══ DOCUMENTO

POR QUE A
COMUNICAÇÃO É TÃO DIFÍCIL?
Somos
extremamente centrados em nós mesmos.
Vivemos como se os outros soubessem
exatamente o que se passa dentro de nós.
Estamos muito pouco atentos para as
enormes dificuldades que temos para nos
comunicarmos com alguma eficiência. Nos
últimos tempos, esses obstáculos têm
chamado a atenção de muita gente. Pode
até ser que as indiscutíveis diferenças
entre os sexos determinem problemas ainda
maiores para a comunicação entre homens
e mulheres do que os encontrados entre as
pessoas em geral. Mas a questão é mais
complexa.
Às
vezes é bom parar para pensar sobre as
ironias de nossa condição. Gostamos de
ser únicos, especiais e inconfundíveis.

════
══ ENTRADAS LISTADAS

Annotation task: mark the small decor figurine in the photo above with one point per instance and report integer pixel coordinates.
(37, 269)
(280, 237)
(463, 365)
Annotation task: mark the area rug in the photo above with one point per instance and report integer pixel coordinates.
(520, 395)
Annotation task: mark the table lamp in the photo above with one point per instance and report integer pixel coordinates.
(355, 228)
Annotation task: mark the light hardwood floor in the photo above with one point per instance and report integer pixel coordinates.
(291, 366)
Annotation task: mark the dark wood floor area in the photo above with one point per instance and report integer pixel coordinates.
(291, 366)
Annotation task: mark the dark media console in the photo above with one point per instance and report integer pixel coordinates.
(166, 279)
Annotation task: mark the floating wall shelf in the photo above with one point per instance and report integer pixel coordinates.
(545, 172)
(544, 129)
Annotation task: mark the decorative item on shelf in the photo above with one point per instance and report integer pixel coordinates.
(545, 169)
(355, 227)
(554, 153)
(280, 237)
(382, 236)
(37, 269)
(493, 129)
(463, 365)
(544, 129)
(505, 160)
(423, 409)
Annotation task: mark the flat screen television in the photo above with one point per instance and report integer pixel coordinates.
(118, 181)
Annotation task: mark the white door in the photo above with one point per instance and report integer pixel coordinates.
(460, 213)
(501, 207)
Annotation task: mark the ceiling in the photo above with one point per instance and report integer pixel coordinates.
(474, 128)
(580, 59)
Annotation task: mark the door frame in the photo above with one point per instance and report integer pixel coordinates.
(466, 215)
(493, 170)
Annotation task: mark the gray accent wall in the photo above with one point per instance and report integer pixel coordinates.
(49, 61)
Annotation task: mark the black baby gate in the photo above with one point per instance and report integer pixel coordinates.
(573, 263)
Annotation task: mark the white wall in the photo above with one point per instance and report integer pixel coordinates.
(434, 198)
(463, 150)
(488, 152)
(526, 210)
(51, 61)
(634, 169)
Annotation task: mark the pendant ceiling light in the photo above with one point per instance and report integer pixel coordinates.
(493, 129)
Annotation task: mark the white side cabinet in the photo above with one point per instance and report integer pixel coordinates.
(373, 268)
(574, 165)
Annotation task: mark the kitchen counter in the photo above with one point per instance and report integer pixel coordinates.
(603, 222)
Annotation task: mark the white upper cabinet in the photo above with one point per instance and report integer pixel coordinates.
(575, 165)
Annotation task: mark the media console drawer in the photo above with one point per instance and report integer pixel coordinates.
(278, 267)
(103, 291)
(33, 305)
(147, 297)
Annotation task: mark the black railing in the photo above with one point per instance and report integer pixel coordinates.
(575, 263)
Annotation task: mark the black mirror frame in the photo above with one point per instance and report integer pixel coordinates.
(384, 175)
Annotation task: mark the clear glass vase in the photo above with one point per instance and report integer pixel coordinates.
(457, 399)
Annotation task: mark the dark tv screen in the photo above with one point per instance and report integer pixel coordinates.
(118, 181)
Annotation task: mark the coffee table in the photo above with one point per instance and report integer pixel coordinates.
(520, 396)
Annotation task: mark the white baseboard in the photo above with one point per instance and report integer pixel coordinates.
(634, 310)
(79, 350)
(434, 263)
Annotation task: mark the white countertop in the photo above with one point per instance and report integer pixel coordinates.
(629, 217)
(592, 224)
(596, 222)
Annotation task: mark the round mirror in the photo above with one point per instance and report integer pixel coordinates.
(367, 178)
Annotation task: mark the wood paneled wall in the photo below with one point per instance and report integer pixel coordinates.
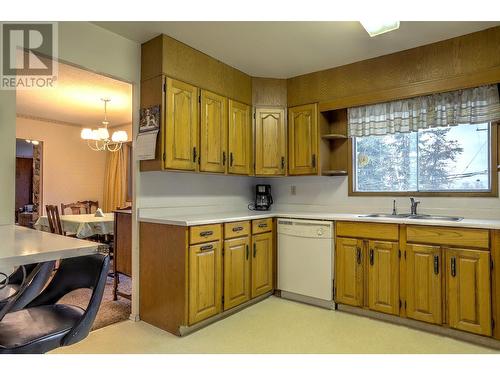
(269, 92)
(165, 55)
(466, 61)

════

### TAREFA PROPOSTA
Por favor, escreva a continuação do texto sobre a dificuldade de comunicação, começando logo após a última frase apresentada. Os itens não têm relação com o texto.

### RESULTADO DO EXERCÍCIO
Fazemos uma avaliação positiva das
diferenças na nossa aparência, mas
achamos que somos essencialmente parecidos
do ponto de vista intelectual e emocional.
Ver
as propriedades que nos definem e nos
tornam especiais de um forma positiva nos
agrada porque isso satisfaz a nossa
vaidade. Por outro lado, quando se trata
do nosso mundo interior, gostamos de nos
imaginar parecidos uns com os outros. Ao
nos reconhecermos como únicos, teríamos
de nos deparar com o fato de que somos uma
ilha solitária, ainda que cercados por
milhões de outras ilhas.
Adoramos
nos sentir especiais, mas detestamos nos
sentir sozinhos. A solução que
encontramos para essa contradição é a
de nos definirmos como seres da mesma
"massa", possuidores de umas
tantas particularidades, por meio das
quais podemos nos destacar e dar vazão ao
nosso orgulho. Podemos até dizer que a
compreensão da existência de diferenças
radicais não só nos daria clara percepção
da nossa solidão como também nos
impediria qualquer tipo de comparação, o
que seria péssimo para a vaidade – pois
não se podem comparar qualidades
diferentes.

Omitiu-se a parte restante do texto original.